═════ DOCUMENT SEGMENT ═════
PICTORIAL representation in its rudest forms not only precedes civilization but may be traced back to prehistoric man. The delineations of animals by incised lines on bones, discovered in the Dordogne and elsewhere, prove this. And certain wall-paintings found in caves variously distributed, show, in extant savage races or ancestors of them, some ability to represent things by lines and colors.
But if we pass over these stray facts, which lie out of relation to the development of pictorial art during civilization, and if we start with those beginnings of pictorial art which the uncivilized transmitted to the early civilized, we see that sculpture and painting were coeval. For, excluding as not pictorial that painting of the body by which savages try to make themselves feared or admired, we find painting first employed in completing the image of the dead man to be placed on his grave—a painting of the carved image such as served to make it a rude simulacrum. This was the first step in the evolution of painted figures of apotheosized chiefs and kings—painted statues of heroes and gods.
We shall the better appreciate this truth on remembering that the complete differentiation of sculpture from painting which now exists did not exist among early peoples. In ancient times all statues were colored: the aim being to produce something as like as possible to the being commemorated.
═════ INFORMATION PROVIDED ═════
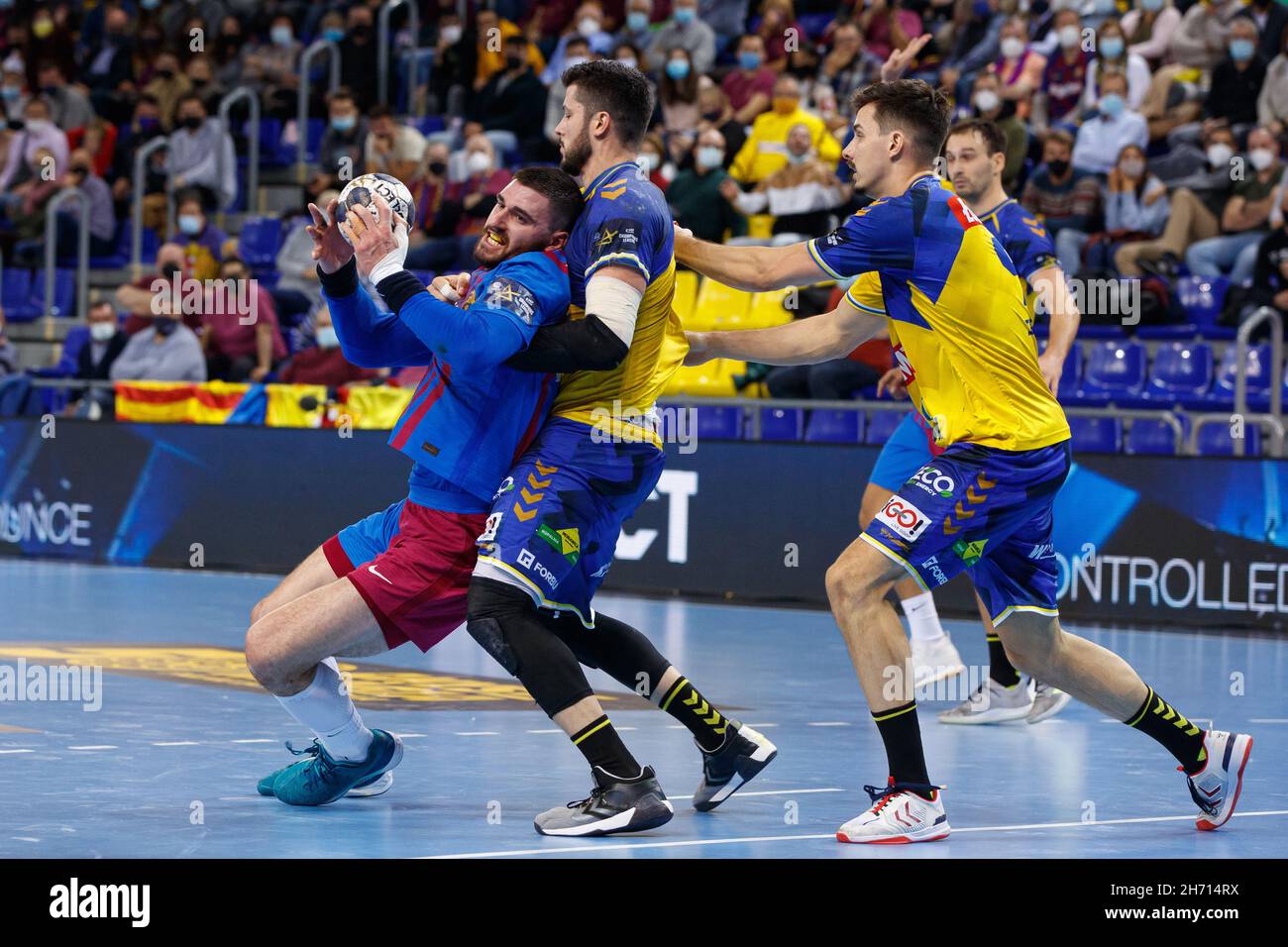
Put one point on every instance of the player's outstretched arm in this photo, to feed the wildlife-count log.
═════
▸ **PROMPT 1**:
In the passage on pictorial art, for what purpose was painting first used?
▸ **PROMPT 2**:
Rewrite the part of the passage on pictorial art that opens with "But if we pass" and closes with "heroes and gods.", changing "savages" to "primitive peoples".
Answer using only the passage on pictorial art.

▸ **SOLUTION 1**:
It was first used to complete the image of the dead man that was to be placed on his grave.

▸ **SOLUTION 2**:
But if we pass over these stray facts, which lie out of relation to the development of pictorial art during civilization, and if we start with those beginnings of pictorial art which the uncivilized transmitted to the early civilized, we see that sculpture and painting were coeval. For, excluding as not pictorial that painting of the body by which primitive peoples try to make themselves feared or admired, we find painting first employed in completing the image of the dead man to be placed on his grave—a painting of the carved image such as served to make it a rude simulacrum. This was the first step in the evolution of painted figures of apotheosized chiefs and kings—painted statues of heroes and gods.